__YOUR TASK__.
Extend the article on Filipino healthcare workers in the UK and the lack of official ethnicity data, picking up after its final sentence.

__DOCUMENT TEXT__.
+++++

However, these figures have been mainly based on news items being monitored by concerned Filipinos wanting to know how many within their ranks are dying during the pandemic. As Filipinos are not currently identified as a distinct category in the NHS, we will perhaps never know the official death toll.
2. Vaccination rates
As the vaccine rollout commenced in January, Filipino frontline healthcare staff have once again been in the news. The Health Service Journal reported that Guy’s and St. Thomas’ NHS Foundation Trust found that Filipinos had the lowest vaccine uptake among its staff.
However, healthcare leaders and the nursing associations were sceptical of this finding, arguing that most colleagues they knew had been vaccinated. Again, they wanted to see official data on Filipinos to back up this report.
3. Workplace status
Tinig UK’s conversations with nursing leaders indicate that Filipinos who died of Covid-19 were in lower paid roles and may therefore have been more exposed to close contact with other members of the community. Recent research by Filipino healthcare worker advocate, Francis Fernando, shows that there are only 23 Filipinos in senior roles within NHS England despite making up a third of its workforce. Official data could help us make this better known.
This also matters because there may be links between Filipino workers’ status and lives lost. A worrying observation, particularly early on in the pandemic, was that Filipino healthcare staff were anecdotally being asked to work in “higher risk environments.” There is evidence to suggest that work and immigration policies imposed on overseas staff, as well as Filipinos’ reticence to speak out may have prevented them from raising their work-related concerns with their managers. The evidence for these increased risks towards Filipino frontline staff have to be examined more carefully. But we need reliable data to make any analysis possible.
So how can we start change this situation?
Participate in the national census
We can begin to by identifying ourselves as “Filipino” in the UK National Census currently taking place. Make sure to write Filipino when ticking “Other” under the ethnic group category. If you work for the NHS or other organisation, make sure to put down your ethnic category as Filipino, even though you may now be a British citizen. In any official document or form, let us identify our ethnic category as Filipino.

+++++

__RECORD EXTRACTS__.
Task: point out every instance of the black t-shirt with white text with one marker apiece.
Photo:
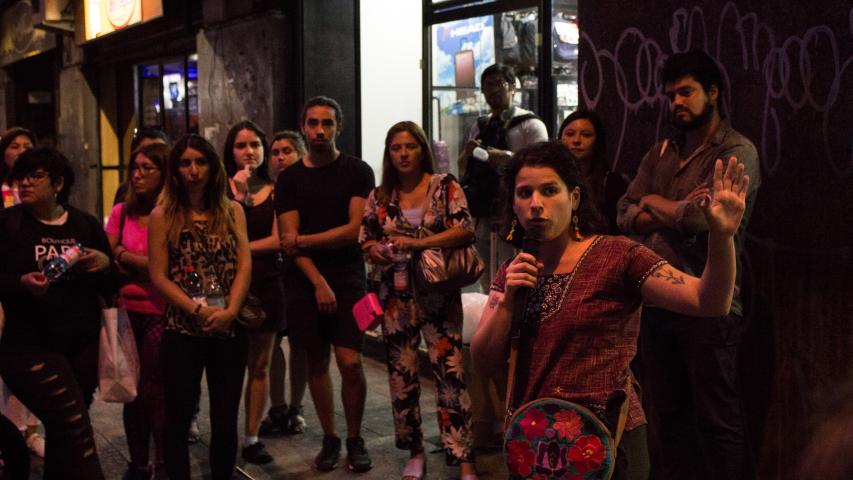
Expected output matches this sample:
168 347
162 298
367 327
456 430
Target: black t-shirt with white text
68 314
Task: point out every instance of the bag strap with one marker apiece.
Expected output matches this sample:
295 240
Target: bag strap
623 412
122 218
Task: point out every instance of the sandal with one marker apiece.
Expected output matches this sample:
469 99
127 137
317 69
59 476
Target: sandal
415 469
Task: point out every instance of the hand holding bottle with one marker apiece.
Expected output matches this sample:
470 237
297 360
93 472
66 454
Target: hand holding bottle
35 283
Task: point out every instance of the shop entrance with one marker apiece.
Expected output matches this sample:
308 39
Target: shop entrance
465 37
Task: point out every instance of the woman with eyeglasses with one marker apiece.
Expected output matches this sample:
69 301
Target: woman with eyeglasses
49 347
127 230
14 142
199 259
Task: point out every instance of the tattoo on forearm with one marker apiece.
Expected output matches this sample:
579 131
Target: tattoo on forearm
493 301
668 275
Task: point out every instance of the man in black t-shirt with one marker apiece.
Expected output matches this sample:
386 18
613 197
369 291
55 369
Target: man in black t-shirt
319 203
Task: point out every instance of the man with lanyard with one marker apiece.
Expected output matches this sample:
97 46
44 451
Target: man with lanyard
508 129
319 202
689 365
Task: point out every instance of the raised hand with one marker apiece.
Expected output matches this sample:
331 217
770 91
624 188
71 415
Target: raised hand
725 206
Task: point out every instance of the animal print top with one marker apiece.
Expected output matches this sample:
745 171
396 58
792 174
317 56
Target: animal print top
208 255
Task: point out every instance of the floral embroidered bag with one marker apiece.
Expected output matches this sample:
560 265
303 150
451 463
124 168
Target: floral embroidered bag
556 438
553 438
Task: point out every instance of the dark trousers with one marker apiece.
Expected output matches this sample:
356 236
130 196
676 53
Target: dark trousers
692 396
223 360
632 456
57 388
145 417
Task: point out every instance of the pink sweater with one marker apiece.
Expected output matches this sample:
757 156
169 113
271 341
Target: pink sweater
139 296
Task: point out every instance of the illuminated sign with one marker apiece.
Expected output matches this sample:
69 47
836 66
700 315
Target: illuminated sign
18 38
107 16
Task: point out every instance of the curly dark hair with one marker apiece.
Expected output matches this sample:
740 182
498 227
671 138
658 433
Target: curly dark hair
556 156
8 137
701 67
51 161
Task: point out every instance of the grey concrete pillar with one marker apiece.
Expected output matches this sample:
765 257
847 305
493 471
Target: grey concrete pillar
77 128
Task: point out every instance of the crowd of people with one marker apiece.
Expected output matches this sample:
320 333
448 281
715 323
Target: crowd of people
218 256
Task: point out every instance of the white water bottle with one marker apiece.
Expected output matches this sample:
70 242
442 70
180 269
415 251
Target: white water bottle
213 292
193 286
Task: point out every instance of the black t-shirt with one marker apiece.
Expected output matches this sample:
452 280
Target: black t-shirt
322 196
68 314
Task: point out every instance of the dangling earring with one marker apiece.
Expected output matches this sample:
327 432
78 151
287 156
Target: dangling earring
576 232
512 229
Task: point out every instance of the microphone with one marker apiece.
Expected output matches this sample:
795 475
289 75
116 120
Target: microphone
530 245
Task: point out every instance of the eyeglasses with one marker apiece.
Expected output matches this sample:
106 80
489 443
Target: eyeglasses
36 176
143 169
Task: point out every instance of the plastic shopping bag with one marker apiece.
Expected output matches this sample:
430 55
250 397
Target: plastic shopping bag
118 361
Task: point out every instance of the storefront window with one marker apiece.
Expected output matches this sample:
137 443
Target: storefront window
565 36
461 50
168 95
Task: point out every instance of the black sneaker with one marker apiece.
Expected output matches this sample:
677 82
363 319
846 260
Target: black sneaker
136 472
256 453
357 458
276 422
328 458
295 420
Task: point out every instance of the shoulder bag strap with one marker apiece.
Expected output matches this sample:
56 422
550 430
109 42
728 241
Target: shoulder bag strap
623 411
122 218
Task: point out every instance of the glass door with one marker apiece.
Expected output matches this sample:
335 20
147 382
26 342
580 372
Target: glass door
460 49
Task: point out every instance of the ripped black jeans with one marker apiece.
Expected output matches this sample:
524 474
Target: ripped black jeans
58 388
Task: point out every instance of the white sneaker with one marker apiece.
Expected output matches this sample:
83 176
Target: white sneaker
35 443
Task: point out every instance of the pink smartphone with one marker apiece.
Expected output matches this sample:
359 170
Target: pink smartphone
367 312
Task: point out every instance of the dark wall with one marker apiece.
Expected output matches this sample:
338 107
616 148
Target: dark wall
790 68
330 60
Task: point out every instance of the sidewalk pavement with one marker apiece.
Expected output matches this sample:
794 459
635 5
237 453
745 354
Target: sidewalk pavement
294 455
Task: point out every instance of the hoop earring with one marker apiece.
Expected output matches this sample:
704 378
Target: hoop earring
512 229
576 233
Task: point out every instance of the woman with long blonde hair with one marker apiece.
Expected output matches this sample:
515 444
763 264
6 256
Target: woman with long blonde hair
199 260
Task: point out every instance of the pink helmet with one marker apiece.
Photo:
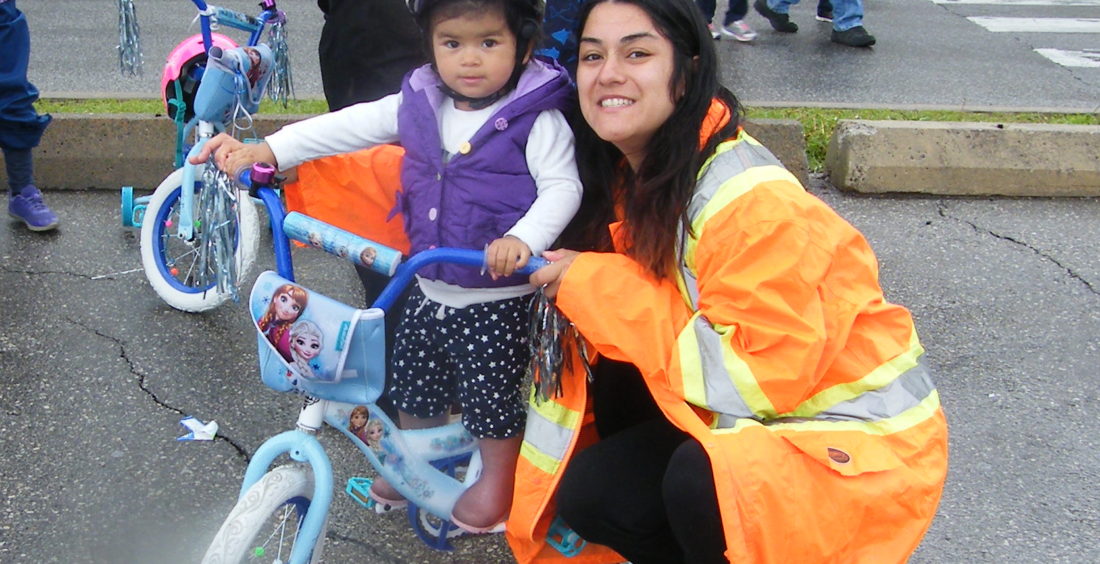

+++++

__REPLY__.
Better data can be achieved because it has happened before. Taking Britain’s Arab communities as an example, they lobbied for some years to be included in the census in response to their experience of underrepresentation and marginalisation in British public life. In the 2011 census, “Arab” became a separate category under the ethnic groups section.
Our voice must be heard
The lack of a distinct Filipino category in the NHS potentially means we may never find out why there were more Filipino frontline staff who died compared with other ethnic minority groups. With our own category, we will have more opportunities to capture the specific circumstances of Filipinos working for the NHS.
How many are working in lower paid roles or in management levels? How many have underlying health conditions? With reliable information, we can take steps to address policies which are putting Filipino staff at a higher risk than their white colleagues in the future.
To have our own category in government forms is to be more visible to policy makers, employers, the media and to the wider British society. It is a way of being more visible among ourselves as Filipinos. It can help us learn more about where we live, our health, and our faith, among other things. It is a way for the UK to recognise our contributions to British society and to make us feel that we belong.
To have our own category is to have our voice in Britain.